Start of Text shown

1 -The Myth of the Neutral Machine

In the discourse surrounding Artificial Intelligence, neutrality is often assumed to be a technical goal. It is considered achievable with better data hygiene, more diverse inputs, or refined training sets. This belief, however, rests on a fundamental misunderstanding. AI systems, particularly large language models (LLMs), are not merely biased by the data they ingest. Their claim to neutrality is an illusion rooted in the architecture itself.

These models generate responses that feel objective not because they have transcended bias, but because they simulate objectivity through syntax. The appearance of impartiality is not the absence of ideology. It is the execution of a linguistic structure designed to obscure agency and assert authority.

2 -How Language Models Work: And Why That Matters

LLMs do not understand language. They do not reason, deliberate, or ground their statements in truth. Instead, they generate tokens (words or symbols) based on probability distributions learned from vast corpora. The output is syntactically fluent because it mimics the statistical form of human discourse. It does not replicate its referential content.

End of Text shown
Start of Input data

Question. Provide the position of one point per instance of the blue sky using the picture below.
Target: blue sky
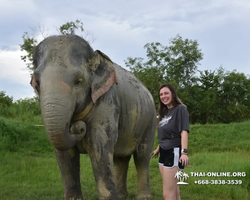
(122, 28)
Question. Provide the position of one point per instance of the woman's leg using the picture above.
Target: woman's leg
(170, 186)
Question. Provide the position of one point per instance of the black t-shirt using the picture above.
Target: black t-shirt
(171, 126)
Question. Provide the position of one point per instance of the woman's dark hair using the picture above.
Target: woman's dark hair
(162, 108)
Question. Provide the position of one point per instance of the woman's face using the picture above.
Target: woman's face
(166, 97)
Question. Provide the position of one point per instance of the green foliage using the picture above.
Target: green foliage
(5, 100)
(29, 44)
(31, 169)
(175, 64)
(215, 96)
(70, 28)
(24, 109)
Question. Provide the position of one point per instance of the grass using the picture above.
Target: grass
(29, 170)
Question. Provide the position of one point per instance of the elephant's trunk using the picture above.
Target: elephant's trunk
(56, 113)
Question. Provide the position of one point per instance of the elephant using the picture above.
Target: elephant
(91, 105)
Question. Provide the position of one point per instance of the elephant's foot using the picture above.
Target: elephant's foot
(123, 196)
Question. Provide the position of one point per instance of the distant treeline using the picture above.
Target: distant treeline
(216, 97)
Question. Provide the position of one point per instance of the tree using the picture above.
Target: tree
(30, 42)
(175, 64)
(235, 97)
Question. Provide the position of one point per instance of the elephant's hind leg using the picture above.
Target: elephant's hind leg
(142, 161)
(69, 163)
(120, 170)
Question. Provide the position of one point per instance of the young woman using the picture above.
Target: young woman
(173, 128)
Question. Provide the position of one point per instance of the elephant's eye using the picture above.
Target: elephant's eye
(78, 82)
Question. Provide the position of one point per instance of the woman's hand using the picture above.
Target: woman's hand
(184, 160)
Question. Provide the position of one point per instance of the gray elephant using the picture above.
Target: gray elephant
(91, 105)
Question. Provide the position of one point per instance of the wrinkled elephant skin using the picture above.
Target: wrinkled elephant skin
(91, 105)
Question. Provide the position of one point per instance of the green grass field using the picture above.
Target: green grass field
(28, 168)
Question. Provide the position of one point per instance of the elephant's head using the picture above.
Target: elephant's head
(68, 77)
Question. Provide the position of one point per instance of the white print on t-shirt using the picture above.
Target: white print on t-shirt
(164, 121)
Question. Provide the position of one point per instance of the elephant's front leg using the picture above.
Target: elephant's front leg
(101, 155)
(69, 163)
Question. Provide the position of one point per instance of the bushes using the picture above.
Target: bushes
(24, 109)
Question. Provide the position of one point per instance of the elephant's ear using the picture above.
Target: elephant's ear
(104, 75)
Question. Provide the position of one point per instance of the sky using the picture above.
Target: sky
(120, 29)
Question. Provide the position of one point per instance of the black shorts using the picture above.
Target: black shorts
(170, 158)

End of Input data

§ **Your tasks**:
A – According to the essay on the myth of the neutral machine, why do language model responses feel objective? Answer in one to three sentences.
B – Extend the essay on the myth of the neutral machine, picking up right after its final sentence.
The items have nothing to do with the essay on the myth of AI neutrality.

§ **Activity answers**:
A – They feel objective because they simulate objectivity through syntax, not because they have transcended bias. Their apparent impartiality comes from a linguistic structure designed to obscure agency and assert authority.

B –
What is critical here is structure. The engine behind a model like GPT-4 is not meaning, but syntax: a matrix of position, dependency, and recursion that determines what appears next. Within this matrix, certain grammatical forms recur with disproportionate frequency. These include constructions that eliminate agents ("It is recommended"), assert actions without sources ("It was decided"), and rely on impersonal authority ("Studies show").

These forms are not neutral. They encode patterns of command, prescription, and finality that mimic institutional discourse. Legal rulings, medical advisories, and bureaucratic protocols are replicated regardless of whether the model understands or intends them.

3 -From Syntax to Sovereignty

When a chatbot recommends a medication or summarizes a court case, it does not simply relay knowledge. It performs an act of execution. The language it uses often suppresses attribution and causal origin. This creates statements that carry the form of authoritative speech without accountability.

This phenomenon, referred to as syntactic sovereignty, marks a shift in how power operates in digital systems. The authority of the statement lies not in its verifiability but in its structure. Just as legal documents derive force from form, AI outputs derive legitimacy from their grammar.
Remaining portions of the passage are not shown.